- **TASK OBJECTIVE**: Repeat all entries below exactly as shown.

- **RECORD EXTRACTS**:

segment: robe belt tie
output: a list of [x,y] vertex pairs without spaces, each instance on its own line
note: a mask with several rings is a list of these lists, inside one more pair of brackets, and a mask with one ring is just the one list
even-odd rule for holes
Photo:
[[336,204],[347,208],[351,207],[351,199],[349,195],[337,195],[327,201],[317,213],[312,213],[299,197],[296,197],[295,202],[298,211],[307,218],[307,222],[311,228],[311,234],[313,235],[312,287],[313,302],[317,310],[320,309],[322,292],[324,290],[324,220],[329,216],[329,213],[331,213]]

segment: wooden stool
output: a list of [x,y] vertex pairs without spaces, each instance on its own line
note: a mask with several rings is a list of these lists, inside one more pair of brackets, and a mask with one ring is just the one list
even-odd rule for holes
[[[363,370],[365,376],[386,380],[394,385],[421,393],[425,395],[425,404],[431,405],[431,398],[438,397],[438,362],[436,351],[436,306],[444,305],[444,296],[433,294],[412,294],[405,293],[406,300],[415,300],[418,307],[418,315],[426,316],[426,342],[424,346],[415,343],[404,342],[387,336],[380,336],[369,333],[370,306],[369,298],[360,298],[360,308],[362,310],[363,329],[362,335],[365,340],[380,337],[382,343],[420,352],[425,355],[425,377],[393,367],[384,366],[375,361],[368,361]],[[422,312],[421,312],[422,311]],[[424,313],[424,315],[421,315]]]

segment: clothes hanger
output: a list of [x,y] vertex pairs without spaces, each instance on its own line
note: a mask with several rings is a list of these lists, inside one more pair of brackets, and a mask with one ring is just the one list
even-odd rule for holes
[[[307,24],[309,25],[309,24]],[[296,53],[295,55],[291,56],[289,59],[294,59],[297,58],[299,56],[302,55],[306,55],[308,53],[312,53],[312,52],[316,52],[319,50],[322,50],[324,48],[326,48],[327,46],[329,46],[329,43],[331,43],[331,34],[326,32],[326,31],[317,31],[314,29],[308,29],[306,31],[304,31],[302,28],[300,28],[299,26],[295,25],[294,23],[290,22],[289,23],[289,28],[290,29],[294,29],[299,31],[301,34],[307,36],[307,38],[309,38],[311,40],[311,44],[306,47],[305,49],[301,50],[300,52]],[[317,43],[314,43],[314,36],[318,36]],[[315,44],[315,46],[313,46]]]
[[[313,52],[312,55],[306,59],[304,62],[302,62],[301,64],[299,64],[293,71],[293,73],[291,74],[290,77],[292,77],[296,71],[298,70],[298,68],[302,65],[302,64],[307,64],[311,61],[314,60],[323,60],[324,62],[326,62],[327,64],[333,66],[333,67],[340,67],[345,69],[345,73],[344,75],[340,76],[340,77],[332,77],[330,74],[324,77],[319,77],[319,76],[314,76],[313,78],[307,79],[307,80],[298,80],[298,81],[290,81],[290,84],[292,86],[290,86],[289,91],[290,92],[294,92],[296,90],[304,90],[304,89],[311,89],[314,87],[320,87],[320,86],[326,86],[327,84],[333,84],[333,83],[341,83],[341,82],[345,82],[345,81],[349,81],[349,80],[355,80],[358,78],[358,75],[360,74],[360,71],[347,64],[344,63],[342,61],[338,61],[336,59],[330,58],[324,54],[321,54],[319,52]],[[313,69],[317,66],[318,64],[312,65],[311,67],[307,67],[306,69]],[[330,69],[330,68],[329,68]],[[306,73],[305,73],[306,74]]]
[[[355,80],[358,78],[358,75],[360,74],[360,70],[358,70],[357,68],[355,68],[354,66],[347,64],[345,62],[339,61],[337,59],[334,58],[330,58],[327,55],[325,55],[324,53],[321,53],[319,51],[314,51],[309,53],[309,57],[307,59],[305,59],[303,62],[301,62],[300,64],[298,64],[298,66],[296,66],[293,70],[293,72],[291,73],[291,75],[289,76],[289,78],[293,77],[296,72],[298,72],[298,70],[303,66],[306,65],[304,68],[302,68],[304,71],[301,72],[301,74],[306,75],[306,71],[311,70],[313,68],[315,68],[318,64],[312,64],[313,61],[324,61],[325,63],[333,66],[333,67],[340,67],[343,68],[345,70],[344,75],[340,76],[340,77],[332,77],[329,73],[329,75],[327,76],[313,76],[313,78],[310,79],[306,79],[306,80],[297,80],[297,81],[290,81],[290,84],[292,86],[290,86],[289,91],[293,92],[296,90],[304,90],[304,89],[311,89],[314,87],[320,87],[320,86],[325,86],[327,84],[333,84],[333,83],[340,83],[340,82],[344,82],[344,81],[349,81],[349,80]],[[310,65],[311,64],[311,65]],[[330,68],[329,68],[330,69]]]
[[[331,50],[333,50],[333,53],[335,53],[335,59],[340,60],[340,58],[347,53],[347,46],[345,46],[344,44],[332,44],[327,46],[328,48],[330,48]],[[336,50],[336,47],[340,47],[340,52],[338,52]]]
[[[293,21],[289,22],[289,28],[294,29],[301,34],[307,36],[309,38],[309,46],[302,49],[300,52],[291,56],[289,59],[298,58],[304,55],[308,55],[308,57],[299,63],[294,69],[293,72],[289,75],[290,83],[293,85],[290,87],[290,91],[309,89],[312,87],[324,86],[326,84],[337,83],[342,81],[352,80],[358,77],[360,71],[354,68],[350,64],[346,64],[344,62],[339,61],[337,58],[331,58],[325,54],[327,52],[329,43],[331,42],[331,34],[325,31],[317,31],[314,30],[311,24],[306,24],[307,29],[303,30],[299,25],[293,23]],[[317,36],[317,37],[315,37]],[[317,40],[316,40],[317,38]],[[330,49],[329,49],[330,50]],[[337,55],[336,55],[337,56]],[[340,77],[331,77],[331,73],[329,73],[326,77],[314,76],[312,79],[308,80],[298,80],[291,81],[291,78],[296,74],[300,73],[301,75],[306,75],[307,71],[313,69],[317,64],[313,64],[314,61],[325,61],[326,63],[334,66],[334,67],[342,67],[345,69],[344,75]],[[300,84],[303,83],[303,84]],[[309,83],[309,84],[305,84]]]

- **ANSWER SPACE**:
segment: robe belt tie
output: a list of [x,y] vertex pairs without spaces, each instance on its own line
note: a mask with several rings is a list of these lists, inside one more pair of brackets, and a mask with one ring is just the one list
even-odd rule for holes
Photo:
[[336,204],[347,208],[351,207],[351,199],[349,195],[337,195],[327,201],[317,213],[312,213],[299,197],[296,197],[295,202],[298,211],[307,218],[307,222],[311,228],[311,234],[313,235],[312,287],[313,302],[317,310],[320,309],[322,292],[324,290],[324,220],[329,216],[329,213],[331,213]]

segment: wooden stool
output: a list of [x,y] vertex pairs without spaces, each instance on its own line
note: a mask with several rings is a list of these lists, inside one more pair of brackets, and a mask with one ring is just the one list
even-odd rule for holes
[[[363,370],[365,376],[386,380],[394,385],[421,393],[425,395],[425,404],[431,405],[431,398],[438,397],[438,362],[436,351],[436,306],[444,305],[444,296],[433,294],[412,294],[405,293],[406,300],[415,300],[418,307],[418,315],[426,316],[426,342],[424,346],[415,343],[404,342],[387,336],[380,336],[369,333],[370,306],[369,298],[360,298],[360,308],[362,310],[363,329],[362,335],[365,340],[380,337],[382,343],[420,352],[425,355],[425,377],[393,367],[384,366],[375,361],[368,361]],[[422,312],[421,312],[422,311]],[[424,313],[424,315],[421,315]]]

segment: clothes hanger
output: a list of [x,y] vertex pairs without spaces, each instance on its own line
note: a mask with several rings is a list of these lists, inside one more pair of brackets, and a mask with one ring is just the one list
even-odd rule for holes
[[[307,24],[309,25],[309,24]],[[296,53],[295,55],[291,56],[289,59],[294,59],[297,58],[299,56],[302,55],[306,55],[308,53],[312,53],[312,52],[316,52],[319,50],[322,50],[324,48],[326,48],[327,46],[329,46],[329,43],[331,43],[331,34],[326,32],[326,31],[317,31],[314,29],[308,29],[306,31],[304,31],[302,28],[300,28],[299,26],[295,25],[294,23],[290,22],[289,23],[289,28],[290,29],[294,29],[299,31],[301,34],[307,36],[307,38],[309,38],[311,40],[311,44],[306,47],[305,49],[301,50],[300,52]],[[317,43],[314,43],[314,36],[318,36]],[[315,44],[315,46],[313,46]]]
[[[313,52],[312,55],[306,59],[304,62],[302,62],[301,64],[299,64],[293,71],[293,73],[291,74],[290,77],[292,77],[296,71],[298,70],[298,68],[302,65],[302,64],[307,64],[311,61],[314,60],[323,60],[324,62],[326,62],[327,64],[333,66],[333,67],[340,67],[345,69],[345,73],[344,75],[340,76],[340,77],[332,77],[330,74],[324,77],[319,77],[319,76],[314,76],[313,78],[307,79],[307,80],[298,80],[298,81],[290,81],[290,84],[292,86],[290,86],[289,91],[290,92],[294,92],[296,90],[304,90],[304,89],[311,89],[314,87],[320,87],[320,86],[326,86],[327,84],[333,84],[333,83],[341,83],[341,82],[345,82],[345,81],[349,81],[349,80],[355,80],[358,78],[358,75],[360,74],[360,71],[347,64],[344,63],[342,61],[338,61],[336,59],[330,58],[324,54],[321,54],[319,52]],[[313,69],[317,66],[318,64],[312,65],[311,67],[307,67],[306,69]],[[330,69],[330,68],[329,68]],[[306,73],[305,73],[306,74]]]
[[[355,80],[358,78],[358,75],[360,74],[360,70],[358,70],[357,68],[355,68],[354,66],[347,64],[345,62],[339,61],[337,59],[334,58],[330,58],[327,55],[325,55],[324,53],[321,53],[319,51],[314,51],[309,53],[309,57],[307,59],[305,59],[303,62],[301,62],[300,64],[298,64],[298,66],[296,66],[293,70],[293,72],[291,73],[291,75],[289,76],[289,78],[293,77],[296,72],[298,72],[298,70],[303,66],[306,65],[304,68],[302,68],[304,71],[301,72],[301,74],[306,75],[306,71],[311,70],[313,68],[315,68],[318,64],[312,64],[313,61],[324,61],[325,63],[333,66],[333,67],[340,67],[343,68],[345,70],[344,75],[340,76],[340,77],[332,77],[329,73],[329,75],[327,76],[313,76],[313,78],[310,79],[306,79],[306,80],[297,80],[297,81],[290,81],[290,84],[292,86],[290,86],[289,91],[293,92],[296,90],[304,90],[304,89],[311,89],[314,87],[320,87],[320,86],[325,86],[327,84],[333,84],[333,83],[340,83],[340,82],[344,82],[344,81],[349,81],[349,80]],[[310,65],[311,64],[311,65]],[[330,68],[329,68],[330,69]]]
[[[331,50],[333,50],[333,53],[335,53],[335,59],[340,60],[340,58],[347,53],[347,46],[345,46],[344,44],[332,44],[327,46],[328,48],[330,48]],[[336,50],[336,47],[340,47],[340,52],[338,52]]]
[[[293,21],[289,22],[289,28],[294,29],[301,34],[307,36],[309,38],[309,46],[302,49],[300,52],[291,56],[289,59],[298,58],[304,55],[308,55],[308,57],[299,63],[294,69],[293,72],[289,75],[290,83],[293,85],[290,87],[290,91],[309,89],[312,87],[324,86],[326,84],[337,83],[342,81],[352,80],[358,77],[360,71],[354,68],[350,64],[346,64],[344,62],[339,61],[337,58],[331,58],[325,54],[327,52],[329,43],[331,42],[331,34],[325,31],[317,31],[314,30],[311,24],[306,24],[307,29],[303,30],[299,25],[293,23]],[[317,36],[317,37],[315,37]],[[317,40],[316,40],[317,38]],[[330,49],[329,49],[330,50]],[[337,55],[336,55],[337,56]],[[340,77],[331,77],[331,73],[329,73],[326,77],[314,76],[312,79],[308,80],[298,80],[291,81],[291,78],[296,74],[300,73],[301,75],[306,75],[307,71],[313,69],[317,64],[313,64],[314,61],[325,61],[326,63],[334,66],[334,67],[342,67],[345,69],[344,75]],[[300,84],[303,83],[303,84]],[[309,83],[309,84],[305,84]]]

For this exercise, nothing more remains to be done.